Rewrite the records as a numbered list, starting at the line that contains "BBOX clear sky" and ending at the line that contains "(84, 51), (115, 80)", with both of those lines included and any blank lines left out.

(Items listed in a dataset)
[Start]

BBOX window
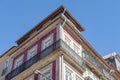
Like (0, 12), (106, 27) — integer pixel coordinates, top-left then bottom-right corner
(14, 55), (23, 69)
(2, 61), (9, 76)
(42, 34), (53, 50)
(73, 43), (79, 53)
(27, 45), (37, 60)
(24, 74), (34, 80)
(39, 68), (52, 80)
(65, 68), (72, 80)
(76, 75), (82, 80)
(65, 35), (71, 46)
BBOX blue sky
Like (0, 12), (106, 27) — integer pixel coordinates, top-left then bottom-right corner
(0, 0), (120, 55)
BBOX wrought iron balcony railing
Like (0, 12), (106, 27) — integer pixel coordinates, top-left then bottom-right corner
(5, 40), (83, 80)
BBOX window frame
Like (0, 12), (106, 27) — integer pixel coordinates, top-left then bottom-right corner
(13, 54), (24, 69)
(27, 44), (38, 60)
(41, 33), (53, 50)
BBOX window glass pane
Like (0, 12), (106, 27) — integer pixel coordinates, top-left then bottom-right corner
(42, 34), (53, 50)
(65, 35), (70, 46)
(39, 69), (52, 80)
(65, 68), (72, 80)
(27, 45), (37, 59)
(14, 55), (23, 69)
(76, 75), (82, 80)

[End]
[Start]

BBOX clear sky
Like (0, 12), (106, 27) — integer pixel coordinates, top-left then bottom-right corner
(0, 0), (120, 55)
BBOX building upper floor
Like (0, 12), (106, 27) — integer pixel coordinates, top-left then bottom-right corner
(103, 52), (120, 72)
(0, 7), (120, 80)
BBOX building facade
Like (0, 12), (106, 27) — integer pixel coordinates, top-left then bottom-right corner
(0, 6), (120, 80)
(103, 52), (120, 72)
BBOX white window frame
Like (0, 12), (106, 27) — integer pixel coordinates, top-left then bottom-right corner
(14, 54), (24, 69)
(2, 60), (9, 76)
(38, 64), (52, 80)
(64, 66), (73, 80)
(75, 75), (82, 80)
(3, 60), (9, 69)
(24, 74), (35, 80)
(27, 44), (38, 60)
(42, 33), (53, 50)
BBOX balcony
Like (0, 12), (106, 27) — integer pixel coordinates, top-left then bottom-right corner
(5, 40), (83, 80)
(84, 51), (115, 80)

[End]

*Final result:*
1. BBOX clear sky
2. Like (0, 12), (106, 27) — integer pixel coordinates, top-left then bottom-right corner
3. (0, 0), (120, 55)
4. BBOX building upper floor
5. Like (0, 12), (106, 27) — integer pixel coordinates, top-left then bottom-right corner
6. (103, 52), (120, 72)
7. (0, 7), (120, 80)
8. BBOX building facade
9. Like (0, 12), (106, 27) — integer pixel coordinates, top-left then bottom-right corner
10. (0, 6), (120, 80)
11. (103, 52), (120, 72)
12. BBOX white window frame
13. Like (0, 12), (106, 27) — integer pixel coordinates, top-left then bottom-right corner
14. (14, 54), (24, 69)
15. (2, 60), (9, 76)
16. (38, 64), (52, 80)
17. (64, 66), (73, 80)
18. (75, 75), (82, 80)
19. (3, 60), (9, 69)
20. (24, 74), (35, 80)
21. (27, 44), (38, 60)
22. (42, 33), (53, 50)
23. BBOX balcony
24. Like (0, 12), (106, 27) — integer pixel coordinates, top-left then bottom-right corner
25. (5, 40), (83, 80)
26. (84, 51), (115, 80)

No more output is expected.